_Task instructions_:
A verbatim copy of every record is needed.

[Dataset entries]

=== Begin Enclosure ===

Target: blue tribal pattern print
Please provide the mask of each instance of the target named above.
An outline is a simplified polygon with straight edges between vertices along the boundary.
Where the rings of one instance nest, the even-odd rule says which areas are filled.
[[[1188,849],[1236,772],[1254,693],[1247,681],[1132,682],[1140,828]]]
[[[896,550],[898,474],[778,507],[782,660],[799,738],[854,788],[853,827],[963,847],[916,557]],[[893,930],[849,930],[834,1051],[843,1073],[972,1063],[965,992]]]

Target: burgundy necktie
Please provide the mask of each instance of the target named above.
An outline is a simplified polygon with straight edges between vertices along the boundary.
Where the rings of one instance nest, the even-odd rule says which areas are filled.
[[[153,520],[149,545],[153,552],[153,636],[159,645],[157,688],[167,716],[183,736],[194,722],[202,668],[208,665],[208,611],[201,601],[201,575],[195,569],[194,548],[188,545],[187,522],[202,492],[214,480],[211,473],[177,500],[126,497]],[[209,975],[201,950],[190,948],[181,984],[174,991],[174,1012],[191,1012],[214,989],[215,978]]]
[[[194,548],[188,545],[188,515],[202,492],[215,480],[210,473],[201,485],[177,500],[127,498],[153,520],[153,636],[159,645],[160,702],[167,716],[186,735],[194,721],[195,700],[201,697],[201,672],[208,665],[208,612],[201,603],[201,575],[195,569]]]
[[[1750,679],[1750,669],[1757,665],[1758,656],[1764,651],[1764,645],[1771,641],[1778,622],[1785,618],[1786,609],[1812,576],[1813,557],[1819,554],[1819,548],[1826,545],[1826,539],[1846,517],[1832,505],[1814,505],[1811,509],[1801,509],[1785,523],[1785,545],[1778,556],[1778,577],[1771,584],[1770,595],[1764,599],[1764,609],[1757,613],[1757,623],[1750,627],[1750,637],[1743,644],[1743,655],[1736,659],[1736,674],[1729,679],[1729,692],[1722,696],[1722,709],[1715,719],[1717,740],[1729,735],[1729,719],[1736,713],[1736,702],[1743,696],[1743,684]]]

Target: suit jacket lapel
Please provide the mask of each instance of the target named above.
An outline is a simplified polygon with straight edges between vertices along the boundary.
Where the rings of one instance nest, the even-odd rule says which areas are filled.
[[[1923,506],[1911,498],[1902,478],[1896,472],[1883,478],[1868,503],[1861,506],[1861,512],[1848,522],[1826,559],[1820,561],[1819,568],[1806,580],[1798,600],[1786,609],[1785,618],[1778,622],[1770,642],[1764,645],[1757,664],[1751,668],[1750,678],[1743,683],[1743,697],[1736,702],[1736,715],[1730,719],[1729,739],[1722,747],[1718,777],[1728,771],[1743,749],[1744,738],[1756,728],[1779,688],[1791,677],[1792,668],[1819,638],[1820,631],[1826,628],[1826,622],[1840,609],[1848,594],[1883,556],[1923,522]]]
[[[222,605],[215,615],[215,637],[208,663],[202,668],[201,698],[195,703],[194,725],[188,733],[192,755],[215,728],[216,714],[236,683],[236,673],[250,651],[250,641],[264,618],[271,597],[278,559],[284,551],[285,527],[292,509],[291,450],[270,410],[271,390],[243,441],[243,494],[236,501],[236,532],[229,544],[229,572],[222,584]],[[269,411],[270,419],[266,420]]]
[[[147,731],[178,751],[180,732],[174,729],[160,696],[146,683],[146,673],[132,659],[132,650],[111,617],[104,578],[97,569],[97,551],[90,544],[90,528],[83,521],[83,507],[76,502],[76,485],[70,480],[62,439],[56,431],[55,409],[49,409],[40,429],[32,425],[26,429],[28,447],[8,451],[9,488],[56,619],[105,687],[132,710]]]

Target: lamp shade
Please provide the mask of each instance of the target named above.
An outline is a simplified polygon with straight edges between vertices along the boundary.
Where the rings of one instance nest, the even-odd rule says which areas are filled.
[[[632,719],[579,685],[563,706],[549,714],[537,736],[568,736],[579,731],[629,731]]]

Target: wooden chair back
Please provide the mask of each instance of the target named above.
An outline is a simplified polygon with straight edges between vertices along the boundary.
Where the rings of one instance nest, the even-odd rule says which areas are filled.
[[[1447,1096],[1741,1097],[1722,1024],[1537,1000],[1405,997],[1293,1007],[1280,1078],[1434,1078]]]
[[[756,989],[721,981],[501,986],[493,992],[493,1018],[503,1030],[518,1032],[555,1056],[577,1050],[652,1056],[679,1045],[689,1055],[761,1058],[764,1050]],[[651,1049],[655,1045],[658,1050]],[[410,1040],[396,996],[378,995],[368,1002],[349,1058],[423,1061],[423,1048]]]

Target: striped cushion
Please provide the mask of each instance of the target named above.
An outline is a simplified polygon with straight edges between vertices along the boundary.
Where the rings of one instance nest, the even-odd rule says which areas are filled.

=== End Enclosure ===

_Answer section_:
Target: blue tribal pattern print
Please provide the mask of each instance of the target named above.
An outline is a simplified polygon with straight edges between vertices along the boundary.
Where the rings of one instance nest, the even-odd rule says which areas are filled.
[[[1188,849],[1236,772],[1254,693],[1247,681],[1132,682],[1140,828]]]
[[[896,550],[898,474],[778,507],[782,660],[799,738],[854,788],[853,827],[963,847],[916,557]],[[893,930],[849,930],[834,1051],[843,1073],[972,1063],[965,992]]]

Target: burgundy necktie
Please provide the mask of each instance of the target named above.
An outline is a simplified polygon with straight edges between vertices along the boundary.
Where the rings of one instance nest, the even-odd rule says which areas are filled.
[[[153,520],[149,545],[153,552],[153,636],[159,645],[157,688],[167,716],[183,736],[194,722],[202,668],[208,665],[208,611],[201,601],[201,575],[195,569],[194,548],[188,545],[187,522],[202,492],[214,480],[211,473],[177,500],[126,497]],[[209,975],[201,950],[190,948],[181,984],[174,991],[174,1012],[191,1012],[214,989],[215,978]]]
[[[194,548],[188,545],[188,515],[202,492],[215,480],[210,473],[201,485],[177,500],[127,498],[153,520],[153,636],[159,645],[160,702],[167,716],[186,735],[194,721],[195,700],[201,697],[201,672],[208,665],[208,612],[201,603],[201,575],[195,569]]]
[[[1750,679],[1750,669],[1757,665],[1758,656],[1764,651],[1764,645],[1771,641],[1778,622],[1785,618],[1786,609],[1812,576],[1813,557],[1819,554],[1819,548],[1826,545],[1826,539],[1846,517],[1832,505],[1814,505],[1811,509],[1801,509],[1785,523],[1785,545],[1778,556],[1778,577],[1771,584],[1770,595],[1764,599],[1764,609],[1757,613],[1757,623],[1750,627],[1750,637],[1743,644],[1743,655],[1736,659],[1736,674],[1729,679],[1729,692],[1722,696],[1722,709],[1715,719],[1717,740],[1729,735],[1729,719],[1736,713],[1736,702],[1743,696],[1743,684]]]

Target: suit jacket lapel
Please provide the mask of each instance of the target named above.
An outline is a simplified polygon with straight edges between vertices along the boundary.
Where the rings of one instance nest, the even-odd rule says which areas are filled.
[[[1923,506],[1911,498],[1902,478],[1896,472],[1883,478],[1868,503],[1861,506],[1861,512],[1848,522],[1826,559],[1820,561],[1819,568],[1806,580],[1798,600],[1786,609],[1785,618],[1778,622],[1770,642],[1764,645],[1757,664],[1751,668],[1750,678],[1743,683],[1743,697],[1736,702],[1736,715],[1730,719],[1729,739],[1722,747],[1718,777],[1728,771],[1743,749],[1744,738],[1756,728],[1779,688],[1791,677],[1792,668],[1819,638],[1820,631],[1826,628],[1826,622],[1840,609],[1848,594],[1883,556],[1923,522]]]
[[[222,605],[215,615],[215,637],[208,663],[202,668],[201,698],[195,703],[194,725],[188,733],[192,755],[215,728],[216,714],[236,683],[236,673],[250,651],[250,641],[264,618],[271,597],[278,559],[284,551],[285,527],[292,509],[291,450],[270,410],[271,390],[243,441],[243,494],[236,501],[236,532],[229,544],[229,572],[222,584]],[[269,411],[270,419],[266,420]]]
[[[147,731],[178,751],[180,732],[174,729],[160,696],[146,683],[146,673],[132,659],[132,650],[111,617],[104,578],[97,569],[97,551],[90,544],[90,528],[83,521],[83,507],[76,502],[76,485],[70,480],[62,439],[56,431],[55,409],[49,409],[40,429],[32,425],[26,429],[28,447],[8,451],[9,488],[56,619],[105,687],[132,710]]]

Target: lamp shade
Please provide the mask of each instance of the target named above.
An outline is a simplified polygon with straight edges between vertices along the boundary.
Where the rings of one instance nest, the even-odd rule says which areas are filled.
[[[632,719],[579,685],[563,706],[549,714],[537,736],[568,736],[579,731],[629,731]]]

Target: wooden chair back
Please provide the mask of each instance of the target named above.
An outline is a simplified polygon with straight edges between vertices along the boundary.
Where the rings of one instance nest, the even-odd rule says which areas are filled.
[[[1447,1096],[1741,1097],[1722,1024],[1537,1000],[1405,997],[1293,1007],[1280,1078],[1434,1078]]]
[[[756,989],[721,981],[501,986],[493,992],[493,1018],[503,1030],[518,1032],[555,1056],[577,1050],[652,1056],[679,1045],[689,1055],[761,1058],[764,1050]],[[651,1049],[655,1045],[658,1050]],[[410,1040],[396,996],[378,995],[368,1002],[349,1058],[423,1061],[423,1048]]]

Target: striped cushion
Please provide the mask of each instance of the target named above.
An outline is a simplified polygon with straight edges between vertices along the boundary.
Where the rings of one instance nest, the even-odd rule says which areas are filled.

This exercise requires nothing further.